TRAVAIL À FAIRE:
a - Selon le texte sur Dwarf Fortress, quel est le nom complet du jeu ?
b - Prolongez le texte sur Dwarf Fortress à partir de sa dernière phrase.
##### PAGE
Et, en quête de Grand Destin, vous avez essayé tous les Civilizations, vous avez fini tous les Settlers, vous avez été déçu du manque de profondeur de Dungeon Keeper, et vous errez, perdu, à la recherche du jeu ultime, celui qui vous ne vous donnera aucune limite, qui laissera votre imagination s'exprimer, et enfin pouvoir dire : Voici Mon Peuple, voici Mon Oeuvre.

L'idée magique : privilégier gameplay et profondeur

Et bien rassurez-vous, ce jeu existe. Oui, chers Dieux en herbe. Et c'est une tuerie. Un pur carnage. Le jeu Ultime du genre. Et drôle en plus : il se nomme Dwarf Fortress (ou plus exactement Slaves to Armok : God of Blood, Chpt II : Dwarf Fortress, mais on abrègera par la suite).
Comment est-ce possible me direz vous ? Et bien tout simplement en inversant la problématique.
Aujourd'hui, pour être vendeur et vendu, un jeu doit promettre beaucoup sur le gameplay, mais encore plus sur l'aspect graphique. Il doit être beau, on doit s'extasier devant, et il doit surtout satisfaire celui qui s'est payé une bécane à 1500 en utilisant toutes les ressources disponibles.
Du coup, à privilégier des jeux magnifiques, on arrive souvent à un gameplay décevant. Oh, pas forcément nul hein, il existe de très bons jeux et d'autres meilleurs arriveront encore. Mais il est rare de trouver un jeu qui permette de vraiment laisser cours à son imagination.
##########
##### DONNÉES AFFICHÉES
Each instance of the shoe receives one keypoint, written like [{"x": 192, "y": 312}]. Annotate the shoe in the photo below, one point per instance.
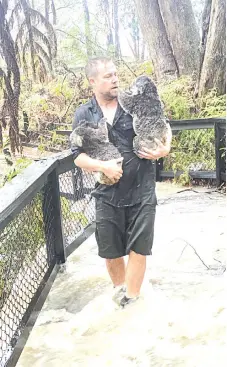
[
  {"x": 126, "y": 301},
  {"x": 119, "y": 292}
]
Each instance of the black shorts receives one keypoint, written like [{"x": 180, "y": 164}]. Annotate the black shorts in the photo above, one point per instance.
[{"x": 122, "y": 229}]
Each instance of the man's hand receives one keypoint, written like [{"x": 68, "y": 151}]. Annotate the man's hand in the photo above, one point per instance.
[
  {"x": 112, "y": 169},
  {"x": 161, "y": 151}
]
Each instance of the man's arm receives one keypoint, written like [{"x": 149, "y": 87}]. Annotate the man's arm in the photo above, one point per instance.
[{"x": 112, "y": 169}]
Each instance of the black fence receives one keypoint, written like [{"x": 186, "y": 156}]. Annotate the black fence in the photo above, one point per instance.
[
  {"x": 219, "y": 126},
  {"x": 45, "y": 213}
]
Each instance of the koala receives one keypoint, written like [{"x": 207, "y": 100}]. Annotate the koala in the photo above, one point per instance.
[
  {"x": 142, "y": 102},
  {"x": 95, "y": 143}
]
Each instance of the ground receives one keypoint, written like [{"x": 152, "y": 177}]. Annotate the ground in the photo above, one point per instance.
[{"x": 180, "y": 319}]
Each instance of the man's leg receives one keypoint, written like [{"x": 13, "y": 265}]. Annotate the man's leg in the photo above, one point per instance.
[
  {"x": 135, "y": 274},
  {"x": 140, "y": 233},
  {"x": 116, "y": 270}
]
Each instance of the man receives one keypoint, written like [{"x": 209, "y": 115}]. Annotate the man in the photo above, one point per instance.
[{"x": 125, "y": 211}]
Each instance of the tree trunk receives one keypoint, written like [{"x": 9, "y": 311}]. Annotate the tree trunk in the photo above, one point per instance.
[
  {"x": 116, "y": 28},
  {"x": 47, "y": 9},
  {"x": 142, "y": 51},
  {"x": 182, "y": 32},
  {"x": 54, "y": 12},
  {"x": 205, "y": 29},
  {"x": 87, "y": 28},
  {"x": 213, "y": 71},
  {"x": 106, "y": 8},
  {"x": 154, "y": 33},
  {"x": 11, "y": 79}
]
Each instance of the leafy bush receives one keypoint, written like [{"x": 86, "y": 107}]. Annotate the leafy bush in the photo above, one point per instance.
[{"x": 190, "y": 147}]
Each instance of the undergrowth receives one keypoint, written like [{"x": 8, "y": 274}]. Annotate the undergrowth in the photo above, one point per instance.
[{"x": 191, "y": 149}]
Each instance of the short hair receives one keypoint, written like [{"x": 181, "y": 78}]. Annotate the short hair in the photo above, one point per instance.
[{"x": 91, "y": 67}]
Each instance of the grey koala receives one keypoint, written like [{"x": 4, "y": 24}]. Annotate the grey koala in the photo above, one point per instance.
[
  {"x": 95, "y": 142},
  {"x": 142, "y": 102}
]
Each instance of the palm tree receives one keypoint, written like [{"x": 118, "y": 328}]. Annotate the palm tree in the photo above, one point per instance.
[
  {"x": 30, "y": 40},
  {"x": 9, "y": 79}
]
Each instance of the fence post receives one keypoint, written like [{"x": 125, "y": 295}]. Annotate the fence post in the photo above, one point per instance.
[
  {"x": 217, "y": 153},
  {"x": 52, "y": 206},
  {"x": 159, "y": 168}
]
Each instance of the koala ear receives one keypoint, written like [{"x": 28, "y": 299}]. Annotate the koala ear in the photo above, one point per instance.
[
  {"x": 103, "y": 126},
  {"x": 75, "y": 139}
]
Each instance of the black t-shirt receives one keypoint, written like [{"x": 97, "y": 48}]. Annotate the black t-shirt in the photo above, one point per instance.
[{"x": 138, "y": 180}]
##########
RÉSULTATS FINAUX:
a - Slaves to Armok : God of Blood, Chpt II : Dwarf Fortress.

b -
Les ptits gars de chez Bay12 se sont alors dit : "on n'est pas nombreux, on n'a pas de gros moyens, et si on veut faire un joli jeu, on pourra pas arriver à faire un truc profond et puissant. Alors on laisse tomber complètement l'aspect graphisme, et on se concentre à fond sur le GamePlay".
Idée toute bête, mais relativement efficace.

Par contre, quand ils disent qu'ils laissent de côté l'aspect graphique, ma foi, ils ne nous mentent pas : le jeu est en ASCII. Oui, en ASCII. Ce truc qui était au top de la nouveauté dans les jeux des années 80, sur Apple IIe. Alors forcément, ça peut choquer. Voire faire peur. Et souvent rebuter. Mais là encore c'est la volonté des créateurs du jeu : en obligeant à faire un effort, le joueur s'immerge d'autant plus. À l'image des chiffres verts de la matrice, je joueur néophyte ne verra tout d'abord que des lettres, des chiffres, des signes et des couleurs. Un truc incompréhensible. Mais au bout d'un temps d'adaptation et de quelques efforts, un décor d'une beauté et d'une clarté jamais atteintes dans toute l'histoire du jeu vidéo s'offre à lui : il voit l'écureuil courir entre deux arbres, il remarque tout de suite le nuage de mouches qui tourne autour des stocks de nourriture et qui ennuie les personnages, il distingue parfaitement les corps ennemis ensanglantés d'un côté, et ses nains armés en plein combat de l'autre, avec les chiens de guerre au milieu.
Et c'est là la magie du jeu : on n'imposant pas des graphismes et des détails au joueur, ce dernier imagine lui même ce qu'ils devraient être, et se crée donc les plus beaux décors possible.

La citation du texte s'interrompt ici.